§ Available data
####################
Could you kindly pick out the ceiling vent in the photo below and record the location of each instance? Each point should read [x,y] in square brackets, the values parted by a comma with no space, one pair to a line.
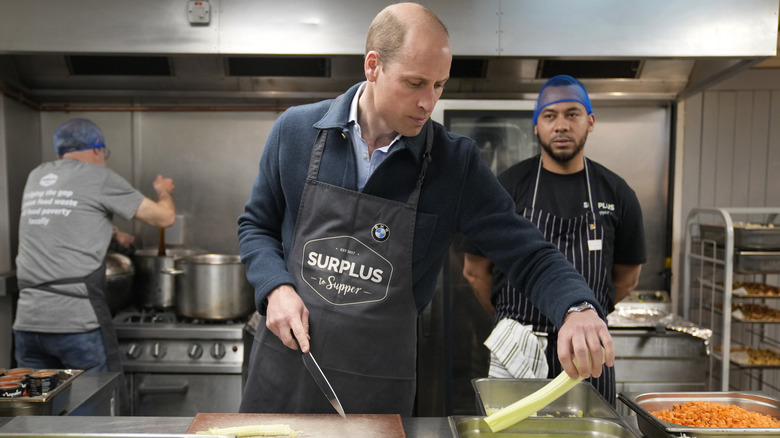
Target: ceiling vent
[292,66]
[468,68]
[95,65]
[628,69]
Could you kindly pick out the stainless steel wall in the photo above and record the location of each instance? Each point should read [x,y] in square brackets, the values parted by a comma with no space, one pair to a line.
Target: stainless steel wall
[19,152]
[511,28]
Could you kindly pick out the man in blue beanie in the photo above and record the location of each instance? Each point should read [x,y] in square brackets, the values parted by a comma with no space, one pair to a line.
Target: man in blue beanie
[587,211]
[62,319]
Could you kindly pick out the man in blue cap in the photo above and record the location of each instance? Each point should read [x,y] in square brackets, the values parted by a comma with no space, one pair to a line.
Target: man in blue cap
[62,319]
[587,211]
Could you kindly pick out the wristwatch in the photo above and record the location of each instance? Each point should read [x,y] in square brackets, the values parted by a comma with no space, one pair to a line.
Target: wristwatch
[580,307]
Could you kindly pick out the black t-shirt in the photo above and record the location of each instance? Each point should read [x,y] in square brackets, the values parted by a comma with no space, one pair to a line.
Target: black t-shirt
[566,196]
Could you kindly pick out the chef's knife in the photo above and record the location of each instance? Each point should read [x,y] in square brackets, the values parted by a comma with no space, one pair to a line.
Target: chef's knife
[322,381]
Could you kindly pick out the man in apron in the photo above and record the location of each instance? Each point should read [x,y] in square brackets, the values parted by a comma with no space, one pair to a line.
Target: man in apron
[587,211]
[350,219]
[62,318]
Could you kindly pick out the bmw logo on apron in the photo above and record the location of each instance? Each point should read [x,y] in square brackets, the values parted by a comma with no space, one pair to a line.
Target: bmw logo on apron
[380,232]
[343,270]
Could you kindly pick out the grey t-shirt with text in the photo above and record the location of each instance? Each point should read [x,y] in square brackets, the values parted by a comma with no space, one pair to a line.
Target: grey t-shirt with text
[64,232]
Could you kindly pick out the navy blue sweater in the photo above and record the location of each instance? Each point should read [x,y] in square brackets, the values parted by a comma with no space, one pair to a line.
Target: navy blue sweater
[460,194]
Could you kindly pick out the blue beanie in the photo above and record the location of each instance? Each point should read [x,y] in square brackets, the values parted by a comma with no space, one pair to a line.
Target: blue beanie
[77,135]
[561,88]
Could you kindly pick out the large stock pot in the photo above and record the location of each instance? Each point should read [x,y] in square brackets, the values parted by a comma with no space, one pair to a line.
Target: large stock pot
[212,287]
[155,287]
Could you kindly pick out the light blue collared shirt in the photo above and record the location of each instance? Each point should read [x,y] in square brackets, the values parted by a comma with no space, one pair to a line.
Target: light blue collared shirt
[366,165]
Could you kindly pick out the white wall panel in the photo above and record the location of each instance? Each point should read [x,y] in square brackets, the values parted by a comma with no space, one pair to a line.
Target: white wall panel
[731,153]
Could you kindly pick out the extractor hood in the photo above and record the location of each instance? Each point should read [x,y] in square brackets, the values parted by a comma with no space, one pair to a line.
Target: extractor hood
[276,53]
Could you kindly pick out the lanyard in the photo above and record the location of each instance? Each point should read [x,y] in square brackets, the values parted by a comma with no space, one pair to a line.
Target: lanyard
[590,197]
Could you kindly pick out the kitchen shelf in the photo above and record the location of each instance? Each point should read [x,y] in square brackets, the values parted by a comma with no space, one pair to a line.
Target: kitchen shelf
[719,244]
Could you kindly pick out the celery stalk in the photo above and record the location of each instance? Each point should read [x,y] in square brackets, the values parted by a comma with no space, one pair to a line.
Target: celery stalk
[527,406]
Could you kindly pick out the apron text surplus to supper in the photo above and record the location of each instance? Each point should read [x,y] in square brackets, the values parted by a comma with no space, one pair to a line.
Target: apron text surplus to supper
[351,261]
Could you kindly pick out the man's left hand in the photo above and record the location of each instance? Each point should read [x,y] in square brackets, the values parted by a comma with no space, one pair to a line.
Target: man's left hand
[582,337]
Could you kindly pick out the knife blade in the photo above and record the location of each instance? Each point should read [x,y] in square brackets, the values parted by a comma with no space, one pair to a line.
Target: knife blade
[322,381]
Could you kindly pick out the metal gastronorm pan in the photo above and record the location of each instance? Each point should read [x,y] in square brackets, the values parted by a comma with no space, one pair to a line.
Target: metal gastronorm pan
[581,401]
[467,427]
[49,403]
[644,404]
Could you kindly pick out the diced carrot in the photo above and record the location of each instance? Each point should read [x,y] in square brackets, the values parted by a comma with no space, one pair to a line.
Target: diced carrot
[712,414]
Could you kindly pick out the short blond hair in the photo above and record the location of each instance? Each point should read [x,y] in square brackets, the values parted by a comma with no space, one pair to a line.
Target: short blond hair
[388,30]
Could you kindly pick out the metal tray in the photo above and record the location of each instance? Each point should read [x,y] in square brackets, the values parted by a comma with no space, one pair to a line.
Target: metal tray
[748,262]
[49,403]
[752,262]
[745,238]
[652,427]
[581,401]
[540,427]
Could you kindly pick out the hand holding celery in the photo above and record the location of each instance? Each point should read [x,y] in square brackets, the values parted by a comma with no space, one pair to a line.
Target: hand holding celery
[527,406]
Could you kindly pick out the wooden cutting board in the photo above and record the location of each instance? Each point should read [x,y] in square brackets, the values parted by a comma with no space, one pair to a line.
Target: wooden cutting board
[311,425]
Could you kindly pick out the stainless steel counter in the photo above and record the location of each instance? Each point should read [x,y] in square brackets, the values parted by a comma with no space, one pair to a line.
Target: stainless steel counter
[414,427]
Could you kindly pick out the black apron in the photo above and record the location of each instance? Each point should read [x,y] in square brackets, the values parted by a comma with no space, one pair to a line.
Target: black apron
[579,239]
[352,264]
[96,284]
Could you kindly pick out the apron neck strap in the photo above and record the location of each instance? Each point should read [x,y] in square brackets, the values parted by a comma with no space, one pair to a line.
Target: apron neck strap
[319,148]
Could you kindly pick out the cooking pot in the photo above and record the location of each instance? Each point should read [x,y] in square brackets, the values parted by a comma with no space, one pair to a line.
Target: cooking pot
[212,287]
[119,281]
[156,289]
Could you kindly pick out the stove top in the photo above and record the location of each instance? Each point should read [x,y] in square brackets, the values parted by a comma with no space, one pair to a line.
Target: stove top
[162,341]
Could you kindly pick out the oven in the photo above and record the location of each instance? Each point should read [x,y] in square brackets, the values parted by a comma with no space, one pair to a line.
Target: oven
[176,366]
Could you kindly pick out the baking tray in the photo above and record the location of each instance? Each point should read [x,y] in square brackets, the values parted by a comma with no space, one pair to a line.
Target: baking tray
[742,359]
[748,262]
[463,426]
[652,427]
[581,401]
[49,403]
[745,238]
[756,262]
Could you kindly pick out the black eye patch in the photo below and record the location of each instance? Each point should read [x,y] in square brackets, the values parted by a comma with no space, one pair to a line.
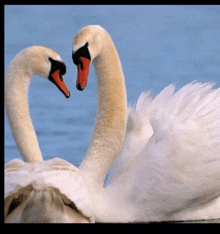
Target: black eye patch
[81,52]
[57,65]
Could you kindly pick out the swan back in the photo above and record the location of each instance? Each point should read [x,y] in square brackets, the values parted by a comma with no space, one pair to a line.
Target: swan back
[175,166]
[46,190]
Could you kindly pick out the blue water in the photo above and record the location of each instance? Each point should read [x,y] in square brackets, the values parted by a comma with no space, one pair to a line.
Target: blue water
[158,45]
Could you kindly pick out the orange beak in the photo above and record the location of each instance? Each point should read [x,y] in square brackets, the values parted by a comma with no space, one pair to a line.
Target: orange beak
[58,80]
[83,72]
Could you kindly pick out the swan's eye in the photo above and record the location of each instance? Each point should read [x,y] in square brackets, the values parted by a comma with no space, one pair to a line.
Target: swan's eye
[81,52]
[57,65]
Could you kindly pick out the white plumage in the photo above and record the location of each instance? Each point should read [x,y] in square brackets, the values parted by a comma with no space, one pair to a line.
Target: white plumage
[170,159]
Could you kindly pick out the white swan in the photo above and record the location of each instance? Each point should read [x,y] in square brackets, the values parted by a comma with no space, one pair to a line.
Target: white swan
[167,148]
[37,190]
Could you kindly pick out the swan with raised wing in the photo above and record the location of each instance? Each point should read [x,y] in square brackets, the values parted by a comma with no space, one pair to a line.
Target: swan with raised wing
[166,149]
[37,190]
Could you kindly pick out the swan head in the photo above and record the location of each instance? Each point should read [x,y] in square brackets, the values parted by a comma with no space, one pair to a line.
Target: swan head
[87,45]
[44,62]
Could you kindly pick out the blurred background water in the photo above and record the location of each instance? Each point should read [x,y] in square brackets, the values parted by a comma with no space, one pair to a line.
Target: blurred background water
[158,45]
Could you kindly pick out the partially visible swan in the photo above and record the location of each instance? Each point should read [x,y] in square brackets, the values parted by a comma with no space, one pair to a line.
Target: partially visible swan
[37,190]
[166,149]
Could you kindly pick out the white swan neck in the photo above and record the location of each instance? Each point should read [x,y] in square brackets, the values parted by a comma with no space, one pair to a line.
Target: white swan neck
[18,78]
[109,130]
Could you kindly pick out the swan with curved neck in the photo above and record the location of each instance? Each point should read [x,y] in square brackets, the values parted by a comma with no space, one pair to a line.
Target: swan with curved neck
[165,149]
[37,190]
[30,61]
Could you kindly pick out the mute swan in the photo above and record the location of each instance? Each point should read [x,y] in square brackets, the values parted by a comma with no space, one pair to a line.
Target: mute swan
[37,190]
[166,149]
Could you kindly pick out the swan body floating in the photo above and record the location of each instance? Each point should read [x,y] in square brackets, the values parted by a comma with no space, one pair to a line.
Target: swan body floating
[166,149]
[37,190]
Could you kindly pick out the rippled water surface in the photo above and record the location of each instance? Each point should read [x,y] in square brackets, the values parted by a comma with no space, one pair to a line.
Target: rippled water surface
[158,45]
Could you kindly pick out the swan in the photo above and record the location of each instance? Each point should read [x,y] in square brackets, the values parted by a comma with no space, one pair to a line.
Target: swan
[37,190]
[164,152]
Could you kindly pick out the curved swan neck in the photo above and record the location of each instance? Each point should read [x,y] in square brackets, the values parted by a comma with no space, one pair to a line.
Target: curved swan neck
[18,78]
[109,130]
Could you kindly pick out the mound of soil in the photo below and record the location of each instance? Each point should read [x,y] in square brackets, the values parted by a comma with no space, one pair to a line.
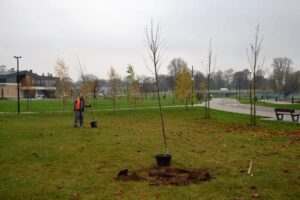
####################
§ Exercise details
The reply should hold only the lines of the listing above starting at the line containing "Could you kindly pick out the oven" and ending at the line containing "Could you kindly pick out the baking", exactly as written.

§ Answer area
Could you kindly pick out the oven in the photo above and record the location of each instance? Each point should read [x,y] in square brackets, the values parted by a comma with no space, one pair to a line.
Target: oven
[176,366]
Could you kindly pick out the baking tray in the photo above and record the location of each instance? Each point should read [x,y] in square brackets, the values parted by a comma with no space, one pair to a line.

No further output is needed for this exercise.